#### [WORK TASK]
Report the lines of the data below that contain the string "white".

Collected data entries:
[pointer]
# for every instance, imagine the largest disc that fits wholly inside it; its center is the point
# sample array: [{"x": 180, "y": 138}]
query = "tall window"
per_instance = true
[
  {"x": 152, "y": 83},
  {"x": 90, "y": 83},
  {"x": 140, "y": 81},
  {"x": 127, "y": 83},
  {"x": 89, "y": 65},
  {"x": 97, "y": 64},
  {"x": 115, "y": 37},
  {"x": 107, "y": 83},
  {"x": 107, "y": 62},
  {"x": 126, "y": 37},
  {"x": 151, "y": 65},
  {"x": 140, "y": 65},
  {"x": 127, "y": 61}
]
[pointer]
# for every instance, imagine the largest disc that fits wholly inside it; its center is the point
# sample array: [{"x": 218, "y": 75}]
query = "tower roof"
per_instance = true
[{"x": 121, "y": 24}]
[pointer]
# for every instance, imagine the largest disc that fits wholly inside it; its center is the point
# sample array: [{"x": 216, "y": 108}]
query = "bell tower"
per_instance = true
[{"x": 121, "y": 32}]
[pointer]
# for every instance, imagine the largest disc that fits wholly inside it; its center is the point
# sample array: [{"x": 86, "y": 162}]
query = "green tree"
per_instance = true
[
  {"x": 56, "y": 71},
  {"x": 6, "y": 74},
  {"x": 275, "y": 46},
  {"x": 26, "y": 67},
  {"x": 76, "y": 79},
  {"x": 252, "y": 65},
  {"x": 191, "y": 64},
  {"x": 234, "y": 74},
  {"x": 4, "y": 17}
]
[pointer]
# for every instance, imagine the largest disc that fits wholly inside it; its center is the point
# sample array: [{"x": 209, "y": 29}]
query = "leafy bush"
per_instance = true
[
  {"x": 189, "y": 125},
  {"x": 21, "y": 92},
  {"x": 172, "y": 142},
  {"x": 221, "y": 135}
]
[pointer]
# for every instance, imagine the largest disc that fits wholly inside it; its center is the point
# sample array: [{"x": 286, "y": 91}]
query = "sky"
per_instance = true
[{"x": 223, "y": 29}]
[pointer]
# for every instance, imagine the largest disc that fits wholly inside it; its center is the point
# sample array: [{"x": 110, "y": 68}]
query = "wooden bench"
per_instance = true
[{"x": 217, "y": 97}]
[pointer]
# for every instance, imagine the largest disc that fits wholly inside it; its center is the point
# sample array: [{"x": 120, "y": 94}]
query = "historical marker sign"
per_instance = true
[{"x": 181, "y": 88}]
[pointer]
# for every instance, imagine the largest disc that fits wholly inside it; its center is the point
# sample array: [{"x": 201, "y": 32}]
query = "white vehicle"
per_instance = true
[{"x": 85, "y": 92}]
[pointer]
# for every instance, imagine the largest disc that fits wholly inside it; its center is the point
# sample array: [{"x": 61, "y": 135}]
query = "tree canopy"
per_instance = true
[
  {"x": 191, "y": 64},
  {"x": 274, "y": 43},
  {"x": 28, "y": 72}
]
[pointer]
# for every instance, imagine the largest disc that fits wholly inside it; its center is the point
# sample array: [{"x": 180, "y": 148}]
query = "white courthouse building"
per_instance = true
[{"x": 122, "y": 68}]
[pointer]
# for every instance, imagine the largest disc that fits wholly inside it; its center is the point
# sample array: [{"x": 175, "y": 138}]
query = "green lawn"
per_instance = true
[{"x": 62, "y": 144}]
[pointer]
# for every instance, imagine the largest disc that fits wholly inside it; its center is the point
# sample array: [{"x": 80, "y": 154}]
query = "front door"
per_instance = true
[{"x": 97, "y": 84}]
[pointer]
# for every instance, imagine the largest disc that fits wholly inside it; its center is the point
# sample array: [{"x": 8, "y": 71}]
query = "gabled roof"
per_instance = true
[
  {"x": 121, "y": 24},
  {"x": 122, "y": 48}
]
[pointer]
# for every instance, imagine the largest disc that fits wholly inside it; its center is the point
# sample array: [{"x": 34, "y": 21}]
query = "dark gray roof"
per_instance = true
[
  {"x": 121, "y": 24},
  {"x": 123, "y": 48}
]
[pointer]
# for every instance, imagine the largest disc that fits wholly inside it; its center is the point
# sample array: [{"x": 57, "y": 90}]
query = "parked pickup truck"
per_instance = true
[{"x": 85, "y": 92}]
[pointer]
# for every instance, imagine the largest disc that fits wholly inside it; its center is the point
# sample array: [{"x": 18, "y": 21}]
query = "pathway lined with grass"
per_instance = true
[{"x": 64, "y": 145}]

#### [SOLUTION TO THIS PROBLEM]
query = "white vehicle"
query = "white courthouse building"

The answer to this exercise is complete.